Set task: Output the material below unchanged, apart from leaving out the pictures.

[Photo object pointing records]
☆ ☆ ☆ ☆ ☆ ☆ ☆

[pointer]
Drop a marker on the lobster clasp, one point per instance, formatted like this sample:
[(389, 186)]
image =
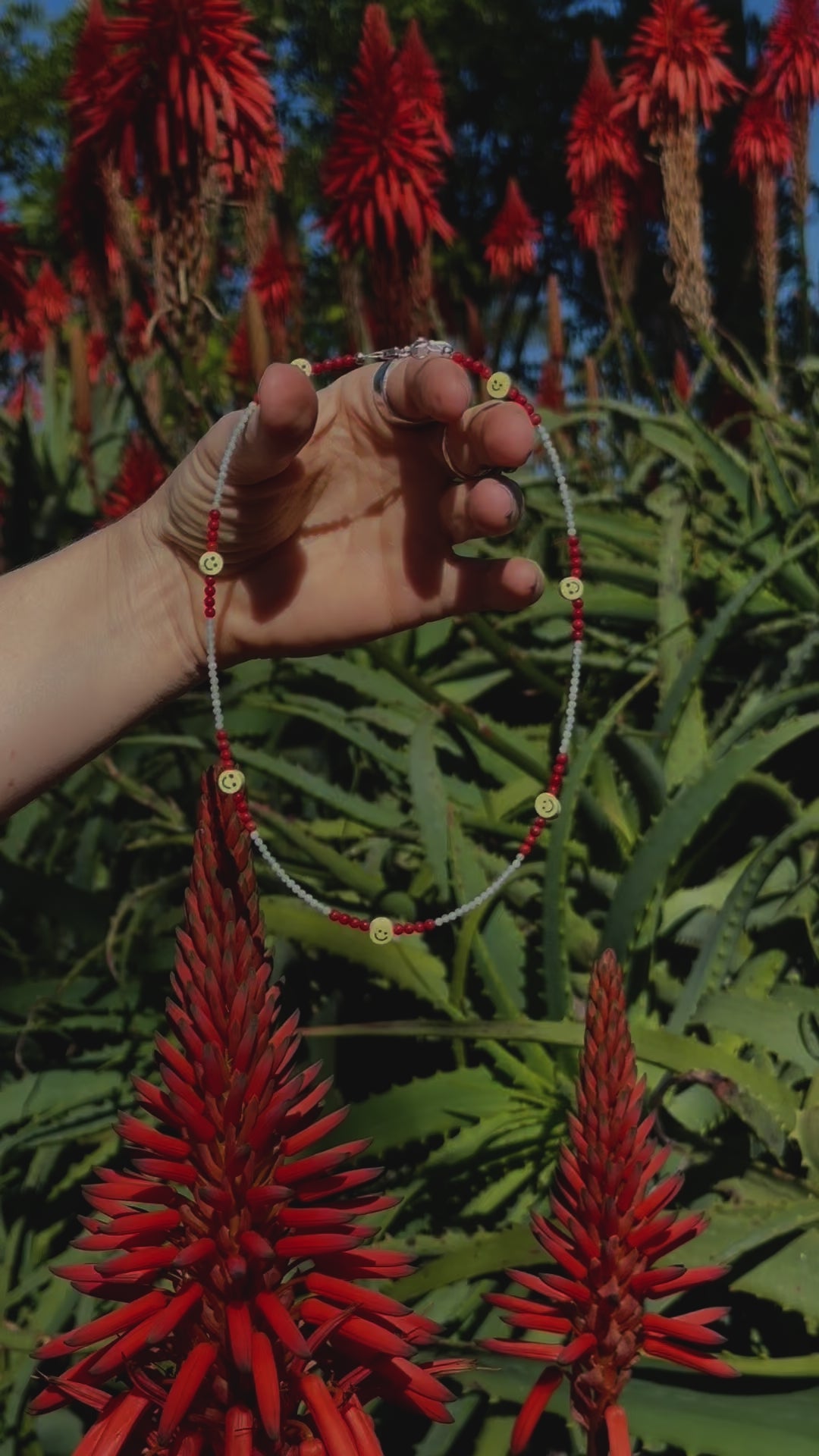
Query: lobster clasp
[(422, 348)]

☆ ☆ ☆ ☆ ☆ ☆ ☆

Task solution:
[pointer]
Drop a marker on the lobster clasp, one point per instance, formatted like this sample:
[(389, 186)]
image =
Query: lobster clasp
[(422, 348)]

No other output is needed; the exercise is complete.